The Twitter Search API can theoretically provide full coverage of ongoing streams of Tweets. That means it can, in theory, deliver 100% of Tweets that match the search terms you specify almost in realtime. But in reality, the Search API is not intended and does not fully support the repeated constant searches that would be required to deliver 100% coverage.Twitter has indicated that the Search API is primarily intended to help end users surface interesting and relevant Tweets that are happening now. Since the Search API is a polling-based API, the rate limits that Twitter has in place impact the ability to get full coverage streams for monitoring and analytics use cases.  To get data from the Search API, your system may repeatedly ask Twitter’s servers for the most recent results that match one of your search queries. On each request, Twitter returns a limited number of results to the request (for example “latest 100 Tweets”). If there have been more than 100 Tweets created about a search query since the last time you sent the request, some of the matching Tweets will be lost.

So . . . can you just make requests for results more frequently? Well, yes, you can, but the total number or requests you’re allowed to make per unit time is constrained by Twitter’s rate limits. Some queries are so popular (hello “Justin Bieber”) that it can be impossible to make enough requests to Twitter for that query alone to keep up with this stream.  And this is only the beginning of the problem as no monitoring or analytics vendor is interested in just one term; many have hundreds to thousands of brands or products to monitor.

Let’s consider a couple examples to clarify.  First, say you want all Tweets mentioning “Coca Cola” and only that one term. There might be fewer than 100 matching Tweets per second usually — but if there’s a spike (say that term becomes a trending topic after a Super Bowl commercial), then there will likely be more than 100 per second. If because of Twitter’s rate limits, you’re only allowed to send one request per second, you will have missed some of the Tweets generated at the most critical moment of all.

Now, let’s be realistic: you’re probably not tracking just one term. Most of our customers are interested in tracking somewhere between dozens and hundreds of thousands of terms. If you add 999 more terms to your list, then you’ll only be checking for Tweets matching “Coca Cola” once every 1,000 seconds. And in 1,000 seconds, there could easily be more than 100 Tweets mentioning your keyword, even on an average day. (Keep in mind that there are over a billion Tweets per week nowadays.) So, in this scenario, you could easily miss Tweets if you’re using the Twitter Search API. It’s also worth bearing in mind that the Tweets you do receive won’t arrive in realtime because you’re only querying for the Tweets every 1,000 seconds.
----------
| REQUIREMENT 1 |
In the Twitter Search API excerpt, shorten the paragraph that begins "Let's consider a couple examples to clarify" while keeping its main facts.
| REQUIREMENT 2 |
Decide whether each statement agrees with the Twitter Search API excerpt, answering yes or no and quoting the words of the excerpt that settle it: (a) The Search API is a streaming-based API. (b) Twitter returns a limited number of results on each request. (c) Most customers track only one term.
| REQUIREMENT 3 |
Carry on the Twitter Search API excerpt from its final sentence.
The material after this point is separate from the Twitter Search API excerpt.

| STORED DATA |
----------
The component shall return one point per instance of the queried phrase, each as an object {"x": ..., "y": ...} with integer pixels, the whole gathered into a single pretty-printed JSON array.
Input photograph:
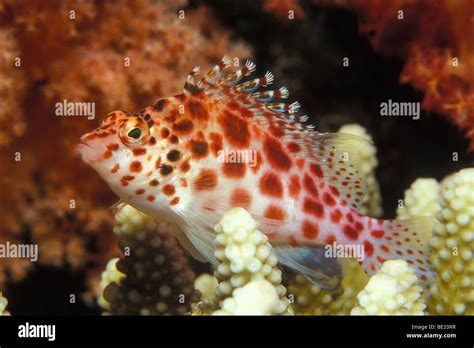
----------
| FINAL RESULT 1 |
Suppose you track only "Coca Cola." It usually has fewer than 100 matching Tweets per second. During a spike, such as the term trending after a Super Bowl commercial, it will likely exceed 100 per second. If rate limits allow only one request per second, you will miss some Tweets at the most critical moment.

| FINAL RESULT 2 |
(a) No: "Since the Search API is a polling-based API"
(b) Yes: "On each request, Twitter returns a limited number of results to the request"
(c) No: "Most of our customers are interested in tracking somewhere between dozens and hundreds of thousands of terms."

| FINAL RESULT 3 |
Because of these issues related to the monitoring use cases, data collection strategies relying exclusively on the Search API will frequently deliver poor coverage of Twitter data. Also, be forewarned, if you are working with a monitoring or analytics vendor who claims full Twitter coverage but is using the Search API exclusively, you’re being misled.

Although coverage is not complete, one great thing about the Twitter Search API is the complex operator capabilities it supports, such as Boolean queries and geo filtering. Although the coverage is limited, some people opt to use the Search API to collect a sampling of Tweets that match their search terms because it supports Boolean operators and geo parameters. Because these filtering features have been so well liked, Gnip has replicated many of them in our own premium Twitter API (made even more powerful by the full coverage and unique data enrichments we offer).

So, to recap, the Twitter Search API offers great operator support but you should know that you’ll generally only see a portion of the total Tweets that match your keywords and your data might arrive with some delay. To simplify access to the Twitter Search API, consider trying out Gnip’s Enterprise Data Collector; our “Keyword Notices” feed retrieves, normalizes, and deduplicates data delivered through the Search API. We can also stream it to you so you don’t have to poll for your results. (“Gnip” reverses the “ping,” get it?)

But the only way to ensure you receive full coverage of Tweets that match your filtering criteria is to work with a premium data provider (like us! blush…) for full coverage Twitter firehose filtering. (See our Power Track feed if you’d like for more info on that.)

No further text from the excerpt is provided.